## [Istruzioni]
- A) Restituisci senza alcuna modifica il passo dell'articolo sul mercato musicale che va da "L’esempio più evidente" a "fa notare Bebo.".
- B) Indica quale gruppo possiede TicketOne e Vivo Concerti secondo l'articolo sul mercato musicale.

## [Articolo]
Il mercato musicale è ormai un oligopolio

L’esempio più evidente è quello statunitense, dove la fusione tra Live Nation e Ticketmaster, nel 2010, ha dato vita a un colosso integrato capace di controllare l’intera filiera: dall’artista alle venue, fino al biglietto venduto ai fan. Un circuito chiuso, in cui ogni anello alimenta l’altro e lo spazio per musicisti indipendenti, promoter alternativi e pubblico si riduce quasi a zero. In Italia il modello resta più frammentato, ma segue la stessa logica: da un lato l’asse Live Nation–Ticketmaster, dall’altro il gruppo tedesco CTS Eventim, proprietario di TicketOne e Vivo Concerti. «La differenza è che da noi l’artista deve ancora comporre il proprio percorso come un mosaico – tra management, discografia e booking – mentre negli Stati Uniti tutto è già concentrato in un unico centro di comando», fa notare Bebo.

Insomma, in una prospettiva siffatta, l’investimento non riguarda più un progetto o un tour, ma la persona stessa dell’artista, trattata come un portafoglio di ricavi diversificati. E, nella piramide di questo sistema, solo poche superstar conservano potere contrattuale, mentre la maggioranza dei musicisti finisce per essere ridotta a semplice fornitore di contenuti. Ma se l’artista rappresenta il contenuto, gli spazi dei concerti ne sono il contenitore. E chi controlla il contenitore controlla anche le regole del gioco: stabilisce tempi, modalità e condizioni di accesso al pubblico.

L’odissea dei concerti, tra venue bloccate e prezzi dei biglietti alle stelle

In questo equilibrio di poteri, il controllo delle venue diventa una leva per limitare la concorrenza. «Un promoter indipendente che prova a organizzare un tour si scontra spesso con arene già bloccate o legate da contratti esclusivi di lunga durata», osserva Bebo. «Le grandi società operano ormai come veri monopolisti: possono riservare con largo anticipo strutture di ogni dimensione, dai grandi impianti come il Forum di Assago o l’Auditorium Parco della Musica, fino a spazi medi come l’Alcatraz di Milano. Dispongono di capitali e di potere contrattuale tali da saturare il calendario degli eventi, costringendo i piccoli operatori a rincorrere le briciole».

## [Voci di dati estratte]
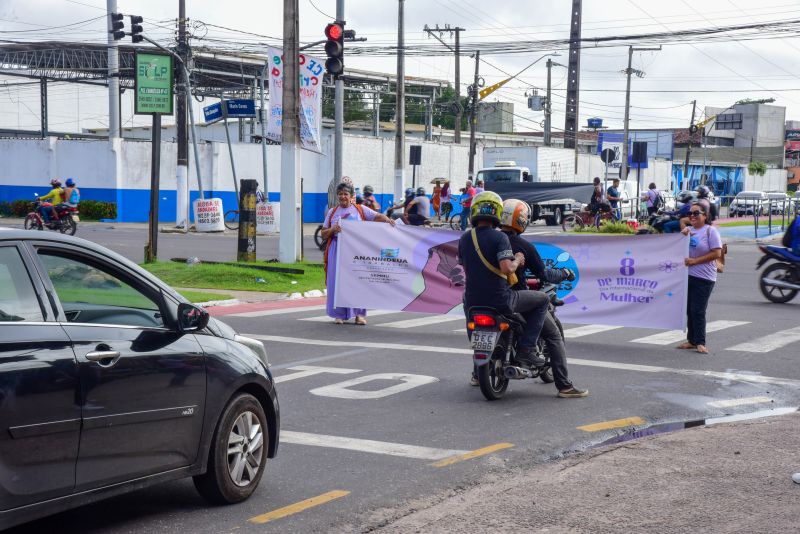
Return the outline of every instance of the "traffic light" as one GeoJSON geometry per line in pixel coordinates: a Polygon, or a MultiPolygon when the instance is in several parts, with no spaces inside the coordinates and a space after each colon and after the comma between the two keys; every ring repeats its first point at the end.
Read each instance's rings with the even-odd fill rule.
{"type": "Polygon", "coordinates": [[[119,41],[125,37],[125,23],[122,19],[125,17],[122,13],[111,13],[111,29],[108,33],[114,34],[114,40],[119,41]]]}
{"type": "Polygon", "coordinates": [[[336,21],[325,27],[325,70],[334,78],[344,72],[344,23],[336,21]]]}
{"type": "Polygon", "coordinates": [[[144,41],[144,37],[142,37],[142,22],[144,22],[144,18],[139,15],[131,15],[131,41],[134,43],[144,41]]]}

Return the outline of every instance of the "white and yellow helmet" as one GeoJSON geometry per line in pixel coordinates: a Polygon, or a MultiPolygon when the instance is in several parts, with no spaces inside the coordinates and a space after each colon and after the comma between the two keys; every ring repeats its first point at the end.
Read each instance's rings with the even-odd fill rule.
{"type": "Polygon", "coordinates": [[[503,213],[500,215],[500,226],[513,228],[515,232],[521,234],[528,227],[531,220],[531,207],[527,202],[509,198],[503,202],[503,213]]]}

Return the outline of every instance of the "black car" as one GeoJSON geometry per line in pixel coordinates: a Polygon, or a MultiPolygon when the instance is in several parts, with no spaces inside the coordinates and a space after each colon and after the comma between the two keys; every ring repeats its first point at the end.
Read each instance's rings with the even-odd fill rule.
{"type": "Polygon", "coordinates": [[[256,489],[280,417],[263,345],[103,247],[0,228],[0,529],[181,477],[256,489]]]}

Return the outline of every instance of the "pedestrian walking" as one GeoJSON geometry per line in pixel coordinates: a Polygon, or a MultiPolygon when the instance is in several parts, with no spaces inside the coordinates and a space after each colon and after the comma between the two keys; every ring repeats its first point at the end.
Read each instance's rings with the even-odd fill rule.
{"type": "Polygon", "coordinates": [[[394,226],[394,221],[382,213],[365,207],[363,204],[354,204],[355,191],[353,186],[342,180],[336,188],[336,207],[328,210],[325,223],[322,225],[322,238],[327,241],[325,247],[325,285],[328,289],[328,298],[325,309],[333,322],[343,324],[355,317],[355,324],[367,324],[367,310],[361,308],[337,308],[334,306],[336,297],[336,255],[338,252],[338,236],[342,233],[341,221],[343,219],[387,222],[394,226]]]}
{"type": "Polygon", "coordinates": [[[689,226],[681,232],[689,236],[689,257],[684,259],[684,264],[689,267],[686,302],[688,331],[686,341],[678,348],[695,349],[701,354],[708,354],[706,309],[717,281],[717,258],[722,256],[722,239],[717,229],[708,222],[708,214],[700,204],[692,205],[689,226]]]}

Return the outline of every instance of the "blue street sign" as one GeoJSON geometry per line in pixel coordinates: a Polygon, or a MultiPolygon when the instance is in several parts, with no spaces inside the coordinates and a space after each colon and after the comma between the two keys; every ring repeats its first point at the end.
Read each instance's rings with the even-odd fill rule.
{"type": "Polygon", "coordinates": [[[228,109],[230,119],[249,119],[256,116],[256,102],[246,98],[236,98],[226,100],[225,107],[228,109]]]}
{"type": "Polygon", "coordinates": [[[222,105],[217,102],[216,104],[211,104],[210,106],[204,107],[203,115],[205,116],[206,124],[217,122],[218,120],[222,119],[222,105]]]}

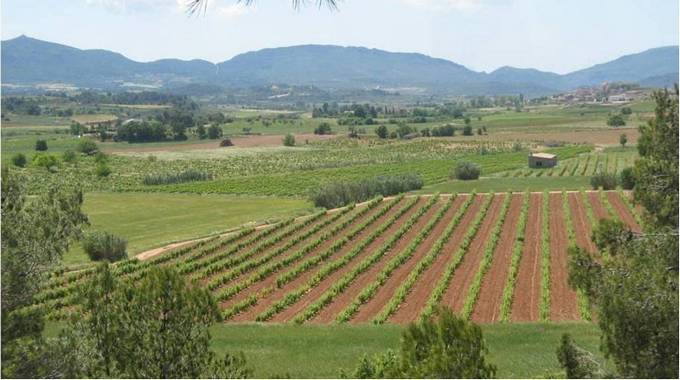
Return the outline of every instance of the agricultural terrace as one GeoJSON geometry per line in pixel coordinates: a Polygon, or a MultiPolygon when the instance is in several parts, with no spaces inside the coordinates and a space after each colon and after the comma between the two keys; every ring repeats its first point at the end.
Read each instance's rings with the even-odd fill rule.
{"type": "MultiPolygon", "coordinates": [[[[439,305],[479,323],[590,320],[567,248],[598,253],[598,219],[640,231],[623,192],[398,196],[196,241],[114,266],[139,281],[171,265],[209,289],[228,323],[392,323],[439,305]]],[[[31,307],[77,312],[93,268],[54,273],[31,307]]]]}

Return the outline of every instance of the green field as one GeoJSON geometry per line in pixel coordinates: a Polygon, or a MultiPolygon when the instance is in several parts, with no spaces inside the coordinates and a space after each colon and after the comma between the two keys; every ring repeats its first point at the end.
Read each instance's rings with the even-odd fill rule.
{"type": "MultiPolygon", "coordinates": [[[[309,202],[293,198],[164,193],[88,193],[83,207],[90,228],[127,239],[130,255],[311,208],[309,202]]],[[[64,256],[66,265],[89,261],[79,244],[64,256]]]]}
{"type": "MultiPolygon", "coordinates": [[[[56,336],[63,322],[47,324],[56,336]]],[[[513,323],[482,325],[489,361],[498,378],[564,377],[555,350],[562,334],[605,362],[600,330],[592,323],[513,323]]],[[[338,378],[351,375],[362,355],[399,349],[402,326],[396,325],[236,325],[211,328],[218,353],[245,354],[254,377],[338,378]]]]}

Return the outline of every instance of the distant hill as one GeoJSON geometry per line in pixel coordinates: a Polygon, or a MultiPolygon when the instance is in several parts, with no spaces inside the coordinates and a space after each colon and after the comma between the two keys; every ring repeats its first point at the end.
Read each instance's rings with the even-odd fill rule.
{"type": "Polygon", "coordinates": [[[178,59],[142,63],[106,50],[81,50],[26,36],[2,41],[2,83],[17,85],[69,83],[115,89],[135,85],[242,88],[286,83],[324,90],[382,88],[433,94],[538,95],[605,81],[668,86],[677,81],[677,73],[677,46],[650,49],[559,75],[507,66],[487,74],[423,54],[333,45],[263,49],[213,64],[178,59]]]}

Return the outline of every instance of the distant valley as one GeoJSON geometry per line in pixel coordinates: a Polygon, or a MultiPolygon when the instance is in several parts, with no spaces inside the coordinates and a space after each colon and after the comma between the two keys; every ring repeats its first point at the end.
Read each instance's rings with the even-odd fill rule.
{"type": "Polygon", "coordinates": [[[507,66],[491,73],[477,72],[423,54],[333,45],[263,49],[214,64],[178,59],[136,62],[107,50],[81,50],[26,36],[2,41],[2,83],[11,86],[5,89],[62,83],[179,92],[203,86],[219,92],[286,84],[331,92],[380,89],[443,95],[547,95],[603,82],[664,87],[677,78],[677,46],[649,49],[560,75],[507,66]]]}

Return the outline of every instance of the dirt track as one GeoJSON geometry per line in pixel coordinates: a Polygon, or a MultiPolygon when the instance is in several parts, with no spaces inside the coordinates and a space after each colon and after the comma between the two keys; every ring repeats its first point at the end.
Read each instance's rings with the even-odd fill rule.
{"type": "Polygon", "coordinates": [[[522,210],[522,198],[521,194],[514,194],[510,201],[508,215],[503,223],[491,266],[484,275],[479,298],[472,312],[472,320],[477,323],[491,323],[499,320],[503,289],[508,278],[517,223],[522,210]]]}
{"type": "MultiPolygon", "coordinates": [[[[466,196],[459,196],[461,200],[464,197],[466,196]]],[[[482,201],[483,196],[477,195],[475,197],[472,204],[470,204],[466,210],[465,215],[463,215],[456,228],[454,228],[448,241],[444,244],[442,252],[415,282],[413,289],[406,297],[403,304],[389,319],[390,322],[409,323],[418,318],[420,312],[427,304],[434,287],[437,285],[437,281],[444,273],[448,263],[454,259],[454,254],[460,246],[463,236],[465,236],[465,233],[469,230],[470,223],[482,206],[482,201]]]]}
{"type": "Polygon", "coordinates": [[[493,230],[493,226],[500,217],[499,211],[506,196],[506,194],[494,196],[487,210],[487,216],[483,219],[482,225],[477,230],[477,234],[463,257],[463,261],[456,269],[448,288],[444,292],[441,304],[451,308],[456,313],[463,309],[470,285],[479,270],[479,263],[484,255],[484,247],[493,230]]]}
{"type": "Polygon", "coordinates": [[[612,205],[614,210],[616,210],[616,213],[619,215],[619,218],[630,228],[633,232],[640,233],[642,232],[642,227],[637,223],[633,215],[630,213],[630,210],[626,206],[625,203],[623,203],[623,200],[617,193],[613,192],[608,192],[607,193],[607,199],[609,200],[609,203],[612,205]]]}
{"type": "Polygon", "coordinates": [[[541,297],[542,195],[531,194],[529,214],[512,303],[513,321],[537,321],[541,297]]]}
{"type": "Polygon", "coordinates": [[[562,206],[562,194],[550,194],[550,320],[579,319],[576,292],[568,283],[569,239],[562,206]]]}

...

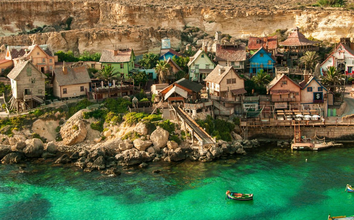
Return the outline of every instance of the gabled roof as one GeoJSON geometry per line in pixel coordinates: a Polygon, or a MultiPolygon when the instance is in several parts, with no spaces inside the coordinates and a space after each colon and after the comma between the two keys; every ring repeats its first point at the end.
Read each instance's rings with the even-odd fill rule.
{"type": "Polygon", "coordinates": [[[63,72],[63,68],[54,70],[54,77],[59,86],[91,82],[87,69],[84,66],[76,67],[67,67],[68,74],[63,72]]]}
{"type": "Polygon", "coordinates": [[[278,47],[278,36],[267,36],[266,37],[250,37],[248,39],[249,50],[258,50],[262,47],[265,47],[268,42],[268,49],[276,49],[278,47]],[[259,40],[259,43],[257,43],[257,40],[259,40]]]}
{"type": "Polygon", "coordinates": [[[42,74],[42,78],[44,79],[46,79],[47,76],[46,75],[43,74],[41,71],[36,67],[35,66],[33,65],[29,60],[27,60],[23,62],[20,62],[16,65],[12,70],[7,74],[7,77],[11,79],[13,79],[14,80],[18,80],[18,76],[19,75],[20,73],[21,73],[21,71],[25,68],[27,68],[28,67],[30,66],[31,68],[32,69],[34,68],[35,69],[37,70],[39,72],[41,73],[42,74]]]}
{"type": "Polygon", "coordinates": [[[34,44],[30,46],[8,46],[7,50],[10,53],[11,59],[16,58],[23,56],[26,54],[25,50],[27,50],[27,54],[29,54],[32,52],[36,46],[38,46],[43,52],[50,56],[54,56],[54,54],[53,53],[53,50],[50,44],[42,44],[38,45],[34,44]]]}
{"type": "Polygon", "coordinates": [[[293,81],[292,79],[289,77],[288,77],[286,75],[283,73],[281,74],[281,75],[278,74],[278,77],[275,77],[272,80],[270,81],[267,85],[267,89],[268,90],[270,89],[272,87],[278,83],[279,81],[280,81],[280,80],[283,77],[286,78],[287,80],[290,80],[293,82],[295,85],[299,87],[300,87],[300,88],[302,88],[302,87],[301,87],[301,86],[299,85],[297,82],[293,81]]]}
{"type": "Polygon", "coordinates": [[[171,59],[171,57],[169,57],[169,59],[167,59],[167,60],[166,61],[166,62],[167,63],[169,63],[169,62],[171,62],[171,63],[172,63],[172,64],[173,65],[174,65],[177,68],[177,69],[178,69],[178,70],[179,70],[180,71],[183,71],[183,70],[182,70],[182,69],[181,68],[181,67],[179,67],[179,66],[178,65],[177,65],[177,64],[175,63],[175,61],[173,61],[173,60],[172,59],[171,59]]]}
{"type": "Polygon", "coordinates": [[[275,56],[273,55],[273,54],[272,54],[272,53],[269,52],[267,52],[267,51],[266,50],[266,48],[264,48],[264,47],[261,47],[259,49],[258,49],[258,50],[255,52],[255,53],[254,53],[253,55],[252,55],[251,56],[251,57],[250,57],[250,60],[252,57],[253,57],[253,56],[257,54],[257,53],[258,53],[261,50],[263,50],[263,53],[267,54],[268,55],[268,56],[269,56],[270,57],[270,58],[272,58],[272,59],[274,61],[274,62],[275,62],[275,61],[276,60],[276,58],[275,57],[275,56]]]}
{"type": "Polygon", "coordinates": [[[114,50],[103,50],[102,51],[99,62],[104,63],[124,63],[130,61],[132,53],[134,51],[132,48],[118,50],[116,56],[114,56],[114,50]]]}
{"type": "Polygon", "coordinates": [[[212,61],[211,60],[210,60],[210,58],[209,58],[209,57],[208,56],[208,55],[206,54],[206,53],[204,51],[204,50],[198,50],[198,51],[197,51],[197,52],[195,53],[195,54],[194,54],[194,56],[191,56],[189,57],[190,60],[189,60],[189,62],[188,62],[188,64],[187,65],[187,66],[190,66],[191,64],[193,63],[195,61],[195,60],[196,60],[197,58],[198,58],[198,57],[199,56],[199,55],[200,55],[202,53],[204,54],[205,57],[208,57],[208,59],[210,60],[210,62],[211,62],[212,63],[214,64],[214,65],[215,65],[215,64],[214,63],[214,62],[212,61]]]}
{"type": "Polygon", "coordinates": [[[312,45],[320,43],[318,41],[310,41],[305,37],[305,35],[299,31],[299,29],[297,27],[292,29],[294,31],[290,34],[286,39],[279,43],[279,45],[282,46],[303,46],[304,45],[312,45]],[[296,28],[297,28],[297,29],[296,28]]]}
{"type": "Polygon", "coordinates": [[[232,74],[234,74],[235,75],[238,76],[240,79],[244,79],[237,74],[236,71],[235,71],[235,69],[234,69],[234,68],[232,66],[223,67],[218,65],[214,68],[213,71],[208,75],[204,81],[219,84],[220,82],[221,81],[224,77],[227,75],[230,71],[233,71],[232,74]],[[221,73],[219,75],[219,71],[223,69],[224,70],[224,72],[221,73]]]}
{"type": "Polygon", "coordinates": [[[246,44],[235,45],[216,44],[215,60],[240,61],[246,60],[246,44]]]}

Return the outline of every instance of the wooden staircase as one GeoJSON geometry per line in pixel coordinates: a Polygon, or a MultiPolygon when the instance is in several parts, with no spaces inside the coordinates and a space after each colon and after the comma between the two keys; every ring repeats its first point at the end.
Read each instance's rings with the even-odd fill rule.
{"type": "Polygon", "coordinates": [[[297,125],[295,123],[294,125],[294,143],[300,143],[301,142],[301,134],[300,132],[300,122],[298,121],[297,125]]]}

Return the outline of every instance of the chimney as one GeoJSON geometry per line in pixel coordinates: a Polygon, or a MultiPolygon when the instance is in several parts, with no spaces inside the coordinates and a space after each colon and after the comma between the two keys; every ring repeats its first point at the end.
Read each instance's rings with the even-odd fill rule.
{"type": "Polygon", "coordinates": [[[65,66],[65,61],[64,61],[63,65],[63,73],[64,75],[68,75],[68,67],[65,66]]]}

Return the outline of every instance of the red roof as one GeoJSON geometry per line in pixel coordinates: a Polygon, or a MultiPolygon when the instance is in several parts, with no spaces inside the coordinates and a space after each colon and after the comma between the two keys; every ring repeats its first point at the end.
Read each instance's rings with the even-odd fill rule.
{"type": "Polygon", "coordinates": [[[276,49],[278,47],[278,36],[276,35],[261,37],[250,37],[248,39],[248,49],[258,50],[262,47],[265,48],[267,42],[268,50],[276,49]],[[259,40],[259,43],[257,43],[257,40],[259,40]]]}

## [Risposte attese]
- A)
L’esempio più evidente è quello statunitense, dove la fusione tra Live Nation e Ticketmaster, nel 2010, ha dato vita a un colosso integrato capace di controllare l’intera filiera: dall’artista alle venue, fino al biglietto venduto ai fan. Un circuito chiuso, in cui ogni anello alimenta l’altro e lo spazio per musicisti indipendenti, promoter alternativi e pubblico si riduce quasi a zero. In Italia il modello resta più frammentato, ma segue la stessa logica: da un lato l’asse Live Nation–Ticketmaster, dall’altro il gruppo tedesco CTS Eventim, proprietario di TicketOne e Vivo Concerti. «La differenza è che da noi l’artista deve ancora comporre il proprio percorso come un mosaico – tra management, discografia e booking – mentre negli Stati Uniti tutto è già concentrato in un unico centro di comando», fa notare Bebo.

- B) Il gruppo tedesco CTS Eventim.